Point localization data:

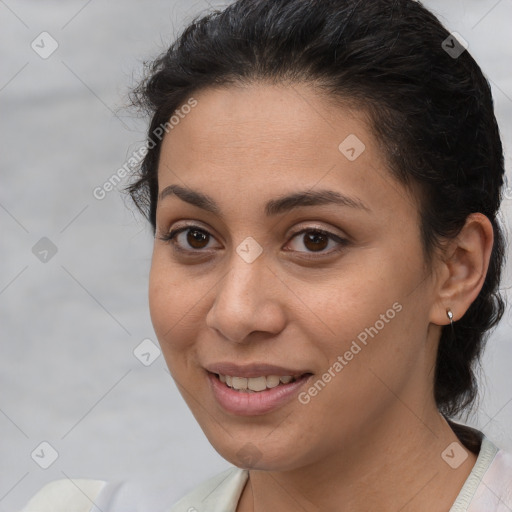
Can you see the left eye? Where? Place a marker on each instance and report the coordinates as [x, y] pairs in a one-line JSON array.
[[314, 239]]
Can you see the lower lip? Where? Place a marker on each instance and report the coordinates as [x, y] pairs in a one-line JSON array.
[[252, 404]]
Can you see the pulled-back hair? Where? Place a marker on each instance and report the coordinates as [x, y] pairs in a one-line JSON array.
[[431, 111]]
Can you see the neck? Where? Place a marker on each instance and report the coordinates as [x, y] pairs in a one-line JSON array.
[[394, 466]]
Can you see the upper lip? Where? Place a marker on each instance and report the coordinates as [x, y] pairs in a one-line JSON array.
[[252, 370]]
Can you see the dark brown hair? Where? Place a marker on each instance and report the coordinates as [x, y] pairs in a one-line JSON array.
[[431, 110]]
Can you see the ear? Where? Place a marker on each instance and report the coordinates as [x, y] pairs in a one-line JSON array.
[[463, 269]]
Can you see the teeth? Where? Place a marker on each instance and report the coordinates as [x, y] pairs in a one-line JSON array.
[[255, 384], [240, 383]]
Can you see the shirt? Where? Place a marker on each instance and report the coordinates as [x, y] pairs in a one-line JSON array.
[[488, 488]]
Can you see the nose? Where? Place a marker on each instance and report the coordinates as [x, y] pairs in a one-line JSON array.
[[248, 300]]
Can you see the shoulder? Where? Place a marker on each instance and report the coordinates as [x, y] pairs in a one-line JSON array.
[[489, 486], [65, 495], [217, 494]]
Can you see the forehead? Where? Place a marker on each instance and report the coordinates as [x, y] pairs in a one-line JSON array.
[[263, 139]]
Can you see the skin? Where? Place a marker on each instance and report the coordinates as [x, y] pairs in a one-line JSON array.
[[372, 438]]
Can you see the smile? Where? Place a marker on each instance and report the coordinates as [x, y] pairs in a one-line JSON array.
[[252, 396]]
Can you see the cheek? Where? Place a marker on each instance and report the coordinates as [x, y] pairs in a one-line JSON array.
[[172, 304]]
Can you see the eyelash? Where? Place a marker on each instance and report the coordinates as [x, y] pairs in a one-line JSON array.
[[169, 238]]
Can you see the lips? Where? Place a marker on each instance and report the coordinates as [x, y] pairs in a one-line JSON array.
[[231, 386], [254, 370]]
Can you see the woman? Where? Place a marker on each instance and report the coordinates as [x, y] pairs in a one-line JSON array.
[[323, 179]]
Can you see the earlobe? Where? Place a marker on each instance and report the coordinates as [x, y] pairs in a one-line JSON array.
[[464, 270]]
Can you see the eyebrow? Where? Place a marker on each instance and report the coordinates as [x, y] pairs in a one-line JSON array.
[[273, 207]]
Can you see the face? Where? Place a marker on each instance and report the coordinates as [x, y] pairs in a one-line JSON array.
[[285, 249]]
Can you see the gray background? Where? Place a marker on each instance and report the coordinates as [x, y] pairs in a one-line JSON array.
[[69, 326]]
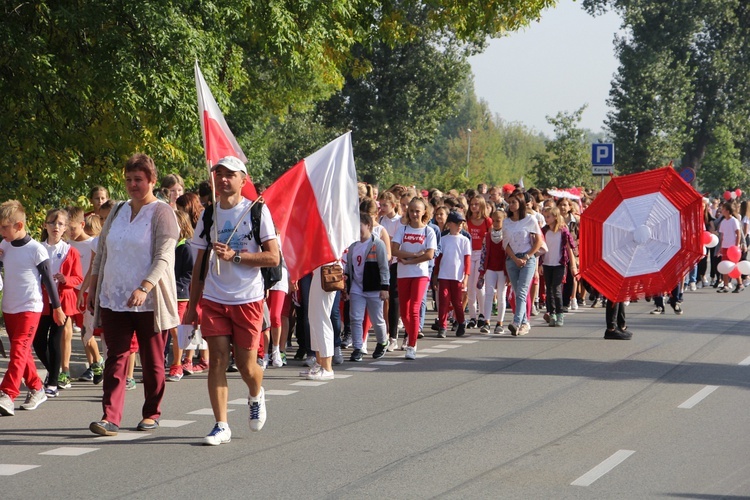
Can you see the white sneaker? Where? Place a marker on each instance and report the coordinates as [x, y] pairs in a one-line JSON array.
[[276, 360], [257, 411], [7, 408], [321, 375], [218, 435], [304, 373], [34, 399]]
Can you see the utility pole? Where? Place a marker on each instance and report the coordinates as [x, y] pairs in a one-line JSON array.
[[468, 153]]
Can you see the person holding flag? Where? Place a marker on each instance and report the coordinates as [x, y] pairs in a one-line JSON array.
[[230, 290]]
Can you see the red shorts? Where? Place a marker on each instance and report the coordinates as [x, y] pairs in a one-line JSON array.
[[243, 322]]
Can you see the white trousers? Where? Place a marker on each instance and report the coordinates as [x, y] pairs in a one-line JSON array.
[[319, 317]]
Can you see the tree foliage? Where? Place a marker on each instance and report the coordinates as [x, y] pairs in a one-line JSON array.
[[85, 84], [683, 73], [565, 162]]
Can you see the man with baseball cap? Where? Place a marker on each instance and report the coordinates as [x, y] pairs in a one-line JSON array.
[[231, 293]]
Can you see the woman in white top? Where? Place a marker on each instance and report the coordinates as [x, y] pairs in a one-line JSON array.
[[522, 240], [133, 289], [414, 246]]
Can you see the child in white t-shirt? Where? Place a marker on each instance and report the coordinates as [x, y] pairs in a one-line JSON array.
[[452, 268]]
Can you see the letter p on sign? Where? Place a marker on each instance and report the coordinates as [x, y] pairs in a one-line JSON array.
[[602, 154]]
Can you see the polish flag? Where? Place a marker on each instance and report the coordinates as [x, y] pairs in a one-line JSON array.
[[218, 140], [315, 207]]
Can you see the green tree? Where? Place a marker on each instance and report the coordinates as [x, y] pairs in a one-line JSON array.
[[722, 167], [566, 161]]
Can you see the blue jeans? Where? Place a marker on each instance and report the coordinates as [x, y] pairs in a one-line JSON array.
[[520, 280]]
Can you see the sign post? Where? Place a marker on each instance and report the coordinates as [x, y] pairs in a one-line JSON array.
[[602, 160]]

WHAT THE EXERCISE ASKS: Retype every record above word for word, leaving out any pictures.

EXERCISE ANSWER:
Can you see the left eye? Where? Place a marker on each instance and report the coordinates as [x, y] pairs in a one-line JSON array.
[[314, 239]]
Can you see the lower lip? Where? Place a marker on each instance and report the coordinates as [x, y] pairs in a one-line JSON array.
[[252, 404]]
Can you see the pulled-back hair? Where? Place a marker on each instance and report the coordinates as [x, y] pairs in a one-line JSON array.
[[431, 111]]
Can you see the neck? Where? Place a marker on each instance and report the coordinates as [x, y] pairs in a one-line JSON array.
[[394, 466]]
Can you see the upper lip? Where? Place a marker on each instance and report the coordinates as [x, y] pairs in a one-line JSON array.
[[252, 370]]
Can you see the dark brown hair? Where? Place a marker on each instance and report the coordinates as [x, y] pairs in a one-line JSON array.
[[431, 110]]
Can you see the ear? Where? Place a marker on each instance and report the coordinates as [x, y] pairs in a one-line JSON array.
[[463, 269]]
Can you see the teeth? Where? Place a marker on each instance and report the coordinates as [x, y] pairs in a one-line JSON array.
[[255, 384], [240, 383]]
Can you see the shirt? Where? Place a marker on each instance and report the coordinates as [x, y] pairs in a one-line JSON array.
[[488, 488]]
Can you see the nose? Where? Place a marker on each instance and report the coordinates as [x, y] pairs in a one-line JSON array.
[[248, 300]]
Can you see the shoulder? Where? Place a marker on each instance and report the coordinates as [x, y] pairs in a one-line JSON array.
[[489, 486], [65, 495], [217, 494]]
Can you see the forehead? Where? Place a marker on each instance and report the coordinates as [x, y] pairs in a one-line JSON array.
[[263, 139]]
Can you see the skin? Where? Place a marker on each instance and report the coordinates as [x, y] pairs in a one-line JSON array.
[[372, 438]]
Can you see the smile? Where? Place a marker on each instance and report the coordinates as [x, y] pairs in a one-line JSON array.
[[252, 396]]
Can you see the cheek? Where? Place a marker on each instance and report the coordinates as [x, y] pairs in a one-line JSON array.
[[172, 304]]
Can you see the eyelash? Where? Place a marker on each instance and report the coordinates as [x, y] pairs in a one-line JSON array.
[[169, 238]]
Can you see the lips? Where? Place a marker on each instance and report the coordinates as [x, y] pairs in a one-line JSON array.
[[231, 386], [254, 370]]
Can you see the woman? Where? Place a marker on each instance and report the coordinates as [x, y] pairs in a one-line JSON array.
[[323, 179]]
Can you see the earlobe? Where? Place a marker on each instance and report the coordinates as [x, y] pairs in a one-line JSON array.
[[464, 270]]
Can you see the eyebrow? Where? Place a marker on each instance and report the coordinates as [x, y] pairs in a one-line JSON array.
[[273, 207]]
Can you see the face? Where? Place a marker on each instance and report the coordinates as [x, y] pairs in a one-line JSON array.
[[285, 249]]
Can you see the gray background? Where? Place a marker on each instance and report the coordinates as [x, y] pairs in a one-line JSON array.
[[69, 326]]
Can you see the white sneaker? Where? Place a marker on each instance and report the coordinates as [x, y] pairs in a one-line JSON array.
[[276, 360], [257, 411], [7, 408], [321, 375], [218, 435], [304, 373], [34, 399]]
Can you see the utility pole? Where? Place a marker on each instance and report the coordinates as [x, y] pairs in a one-line JSON array.
[[468, 153]]
Can you see the person holding flag? Where? Place a marker on each instance and report the coordinates as [x, y] pairs in a one-line JSON array.
[[230, 290]]
Can you see the red shorts? Where? Place a marker on each instance and report the coordinates as [x, y] pairs in a one-line JSON array.
[[243, 322]]
Can you see the white trousers? Where? Place a marker on each instance and report the coordinates as [x, y] pairs in a one-line JSON array.
[[319, 317]]
Can you see the tree foliage? Where? Place a marker on each instance and report the coordinates as [x, y] pairs in a one-line JSON array.
[[85, 84], [683, 73], [565, 162]]
Can you see the man with baseball cap? Where? Place a marker on each instance and report the coordinates as [x, y] pairs in a one-line JSON array.
[[231, 293]]
Can you see the woman in white top? Where? Place a marker on each instance and report the coordinates as [x, y] pairs in a one-line JSON array.
[[522, 240], [133, 289], [414, 246]]
Can you see the child in white t-shirt? Where? Place a marker on each instance and report the coordinates as [x, y] pairs in a one-line JSON array.
[[452, 268]]
Can you see the letter p on sign? Where? Place a marker on each instance and report the coordinates as [x, y] pairs in a one-line JSON array.
[[602, 154]]
Can you see the polish flag? Where? Place a marker on each instance and report the coordinates as [x, y] pairs in a one-line JSON array.
[[218, 140], [315, 207]]
Can you see the green tree? Where? Place a marker on each instance and report the coordinates as [x, y] pairs in a one-line JSON array.
[[722, 167], [566, 161]]
Can you see the blue jeans? Where? Place a marker on each instance and report the coordinates as [x, y] pairs in a one-line JSON array.
[[520, 280]]
Can you see the sign post? Where? Place a marker on each instance and report the coordinates as [x, y] pairs in a one-line JSON array.
[[602, 160]]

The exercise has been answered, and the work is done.